• TASK PROMPT:
Rewrite the rows below with "point out where" in place of every "report where", keeping everything else the same.

○ ○ ○

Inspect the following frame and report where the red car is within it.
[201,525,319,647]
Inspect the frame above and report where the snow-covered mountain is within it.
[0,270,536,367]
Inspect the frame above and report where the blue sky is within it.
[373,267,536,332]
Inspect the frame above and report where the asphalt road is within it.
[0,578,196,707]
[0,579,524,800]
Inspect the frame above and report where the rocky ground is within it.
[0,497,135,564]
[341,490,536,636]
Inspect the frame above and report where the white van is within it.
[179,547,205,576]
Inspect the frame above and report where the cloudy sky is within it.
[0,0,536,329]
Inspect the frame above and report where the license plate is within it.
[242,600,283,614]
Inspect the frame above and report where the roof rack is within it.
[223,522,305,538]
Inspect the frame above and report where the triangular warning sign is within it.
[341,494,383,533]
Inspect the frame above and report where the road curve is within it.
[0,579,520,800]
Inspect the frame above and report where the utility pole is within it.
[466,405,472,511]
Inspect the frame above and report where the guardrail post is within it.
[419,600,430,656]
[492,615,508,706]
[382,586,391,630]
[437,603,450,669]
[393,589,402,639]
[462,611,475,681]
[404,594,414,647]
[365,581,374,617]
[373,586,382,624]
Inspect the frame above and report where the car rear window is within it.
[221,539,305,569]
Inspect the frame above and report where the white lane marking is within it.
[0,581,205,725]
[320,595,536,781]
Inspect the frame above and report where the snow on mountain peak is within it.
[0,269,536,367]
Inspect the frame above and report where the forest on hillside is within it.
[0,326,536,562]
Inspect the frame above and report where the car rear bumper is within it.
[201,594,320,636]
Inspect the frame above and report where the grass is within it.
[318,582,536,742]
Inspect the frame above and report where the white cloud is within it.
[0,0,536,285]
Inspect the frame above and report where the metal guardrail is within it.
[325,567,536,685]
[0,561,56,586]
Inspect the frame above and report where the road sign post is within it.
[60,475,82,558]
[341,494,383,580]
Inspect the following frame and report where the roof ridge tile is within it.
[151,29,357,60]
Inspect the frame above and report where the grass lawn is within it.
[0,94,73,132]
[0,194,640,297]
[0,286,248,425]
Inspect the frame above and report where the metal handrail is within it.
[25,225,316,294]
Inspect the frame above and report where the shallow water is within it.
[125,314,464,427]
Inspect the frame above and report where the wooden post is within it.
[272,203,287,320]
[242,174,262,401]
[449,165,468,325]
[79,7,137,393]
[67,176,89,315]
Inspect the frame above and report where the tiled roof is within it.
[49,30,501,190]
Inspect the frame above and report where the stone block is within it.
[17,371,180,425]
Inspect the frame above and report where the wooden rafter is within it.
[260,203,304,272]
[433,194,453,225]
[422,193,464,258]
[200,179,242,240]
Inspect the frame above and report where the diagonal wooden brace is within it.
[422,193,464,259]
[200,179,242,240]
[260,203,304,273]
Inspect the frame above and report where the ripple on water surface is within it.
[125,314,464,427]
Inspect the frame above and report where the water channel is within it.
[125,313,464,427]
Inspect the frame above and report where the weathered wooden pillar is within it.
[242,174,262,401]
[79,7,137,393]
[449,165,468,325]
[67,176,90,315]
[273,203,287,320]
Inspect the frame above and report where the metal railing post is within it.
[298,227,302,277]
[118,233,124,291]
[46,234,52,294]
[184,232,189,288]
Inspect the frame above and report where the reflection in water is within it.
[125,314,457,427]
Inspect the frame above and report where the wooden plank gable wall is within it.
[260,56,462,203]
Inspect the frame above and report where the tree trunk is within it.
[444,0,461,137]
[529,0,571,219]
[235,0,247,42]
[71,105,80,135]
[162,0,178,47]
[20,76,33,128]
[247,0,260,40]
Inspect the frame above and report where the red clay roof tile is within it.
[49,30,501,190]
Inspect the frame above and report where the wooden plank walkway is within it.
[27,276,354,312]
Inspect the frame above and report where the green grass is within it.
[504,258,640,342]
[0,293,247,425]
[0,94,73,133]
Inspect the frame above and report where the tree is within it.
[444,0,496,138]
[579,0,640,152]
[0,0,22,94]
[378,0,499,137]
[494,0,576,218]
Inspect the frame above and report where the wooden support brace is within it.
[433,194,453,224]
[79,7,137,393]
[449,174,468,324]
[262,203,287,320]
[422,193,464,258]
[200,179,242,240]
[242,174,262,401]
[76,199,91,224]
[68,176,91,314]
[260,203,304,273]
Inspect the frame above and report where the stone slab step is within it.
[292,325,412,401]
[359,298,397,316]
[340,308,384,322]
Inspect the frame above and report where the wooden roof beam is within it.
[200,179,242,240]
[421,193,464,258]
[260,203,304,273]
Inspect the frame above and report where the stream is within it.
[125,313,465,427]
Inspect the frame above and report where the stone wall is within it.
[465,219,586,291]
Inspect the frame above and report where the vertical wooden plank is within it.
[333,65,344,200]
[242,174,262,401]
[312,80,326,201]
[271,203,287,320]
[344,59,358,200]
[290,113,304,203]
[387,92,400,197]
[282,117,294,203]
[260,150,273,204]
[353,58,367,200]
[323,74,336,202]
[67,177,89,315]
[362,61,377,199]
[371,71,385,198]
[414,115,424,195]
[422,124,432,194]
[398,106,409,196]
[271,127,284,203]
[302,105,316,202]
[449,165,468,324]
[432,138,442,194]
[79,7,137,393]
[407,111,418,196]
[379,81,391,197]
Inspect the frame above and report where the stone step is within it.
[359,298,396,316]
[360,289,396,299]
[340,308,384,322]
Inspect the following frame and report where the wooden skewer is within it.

○ ○ ○

• FINISHED EXERCISE:
Inspect the following frame and point out where the red car is within it.
[201,525,319,647]
Inspect the frame above and point out where the snow-covered mountain is within it.
[0,270,536,367]
Inspect the frame above and point out where the blue sky is within it.
[373,267,536,332]
Inspect the frame above and point out where the asphalt road is within it.
[0,578,196,707]
[0,579,524,800]
Inspect the frame above and point out where the rocky ground is within it.
[0,497,135,564]
[341,490,536,636]
Inspect the frame above and point out where the white van is within it.
[179,547,205,576]
Inspect the frame above and point out where the cloudy sky is within it.
[0,0,536,329]
Inspect the frame above and point out where the license plate is within it.
[242,600,283,614]
Inspect the frame above and point out where the roof rack is within it.
[223,522,305,538]
Inspect the frame above and point out where the triangular warning sign is within it.
[341,494,383,533]
Inspect the frame above and point out where the road curve is within it.
[0,579,520,800]
Inspect the frame above and point out where the utility pole is within it.
[466,405,472,511]
Inspect the frame above and point out where the guardrail post is within it.
[419,600,430,656]
[492,615,508,706]
[382,586,391,630]
[437,603,450,669]
[393,589,402,639]
[462,611,475,681]
[404,594,414,647]
[365,581,374,617]
[373,586,382,624]
Inspect the frame above and point out where the car rear window is within it.
[221,539,305,569]
Inspect the frame above and point out where the white lane marking is within it.
[0,581,205,725]
[320,595,536,781]
Inspect the frame above and point out where the snow on mountain peak is within it.
[0,269,536,367]
Inspect the frame above and point out where the forest on hillside is within it.
[0,326,536,562]
Inspect the frame above and point out where the car rear bumper is within it.
[201,594,320,636]
Inspect the frame above and point out where the grass is within it.
[318,582,536,742]
Inspect the frame above and point out where the white cloud is within it.
[0,0,536,285]
Inspect the frame above and point out where the metal guardrail is within it.
[325,567,536,685]
[0,561,56,586]
Inspect the frame above and point out where the road sign post is within it.
[60,475,82,558]
[341,494,383,580]
Inspect the following frame and point out where the roof ridge tile is within it.
[151,29,357,60]
Inspect the frame above and point out where the grass lawn is within it.
[0,94,73,132]
[0,194,640,297]
[0,286,248,425]
Inspect the frame above and point out where the metal handrail is within it.
[25,225,316,294]
Inspect the frame above and point out where the shallow water is within it.
[125,314,464,427]
Inspect the frame above and point out where the wooden post is within it.
[272,203,287,320]
[242,174,262,401]
[449,165,468,325]
[79,7,137,393]
[67,176,89,315]
Inspect the frame above and point out where the tiled roof is within it.
[49,30,501,190]
Inspect the frame above and point out where the stone block is within it.
[17,371,180,425]
Inspect the frame above and point out where the wooden rafter is within it.
[260,203,304,272]
[433,194,453,225]
[422,193,464,258]
[200,179,242,240]
Inspect the frame above and point out where the diagonal wooden brace is within it.
[422,193,464,259]
[200,179,242,240]
[260,203,304,273]
Inspect the frame above and point out where the ripple on water surface is within it.
[125,314,464,427]
Inspect the frame above and point out where the water channel is within it.
[125,313,464,427]
Inspect the frame above and point out where the weathered wooden pillar is within it.
[242,174,262,401]
[79,7,137,393]
[449,165,468,325]
[67,176,90,315]
[273,203,287,320]
Inspect the frame above and point out where the metal railing post is within it.
[298,227,302,277]
[118,233,124,291]
[46,234,52,294]
[184,232,189,288]
Inspect the frame above and point out where the reflection in water is within it.
[125,314,457,427]
Inspect the frame above and point out where the wooden plank gable wall is within it.
[260,56,462,203]
Inspect the frame above and point out where the tree trunk is within it.
[444,0,461,137]
[529,0,571,219]
[235,0,247,42]
[71,105,80,135]
[162,0,178,47]
[20,76,33,128]
[247,0,260,40]
Inspect the frame above and point out where the red clay roof tile is within it.
[49,30,501,190]
Inspect the frame above and point out where the wooden plank walkway is within it.
[27,276,354,312]
Inspect the frame above and point out where the green grass is within it.
[504,258,640,342]
[0,293,247,425]
[0,94,73,133]
Inspect the frame above and point out where the tree is within it.
[444,0,496,138]
[579,0,640,152]
[0,0,22,94]
[378,0,499,137]
[494,0,576,218]
Inspect the frame above and point out where the wooden support brace is within it.
[433,194,453,224]
[79,7,137,393]
[449,174,468,324]
[262,203,287,320]
[422,193,464,258]
[200,179,242,240]
[242,174,262,401]
[76,199,91,224]
[68,176,91,314]
[260,203,304,273]
Inspect the frame above and point out where the stone slab step is within it.
[292,325,412,401]
[359,298,397,316]
[340,308,384,322]
Inspect the frame above and point out where the wooden roof beam is within it.
[200,179,242,240]
[421,193,464,258]
[260,203,304,273]
Inspect the frame above and point out where the stream is within it.
[125,313,465,427]
Inspect the frame above and point out where the stone wall is within it.
[465,219,586,291]
Inspect the frame above and point out where the vertical wooden plank is within it.
[333,65,344,200]
[242,174,262,401]
[312,80,326,201]
[271,203,287,320]
[344,59,358,200]
[290,113,304,203]
[387,92,400,197]
[282,117,294,203]
[260,150,273,204]
[353,58,367,200]
[323,74,336,202]
[67,177,89,315]
[362,61,377,199]
[371,71,385,198]
[414,115,424,195]
[422,124,432,194]
[398,106,409,196]
[271,127,284,203]
[302,105,316,202]
[449,165,468,324]
[432,138,442,194]
[79,7,137,393]
[407,111,418,196]
[379,81,391,197]
Inspect the frame above and point out where the stone step is within it.
[359,298,396,316]
[360,289,396,299]
[340,308,384,322]
Inspect the following frame and point out where the wooden skewer is within it.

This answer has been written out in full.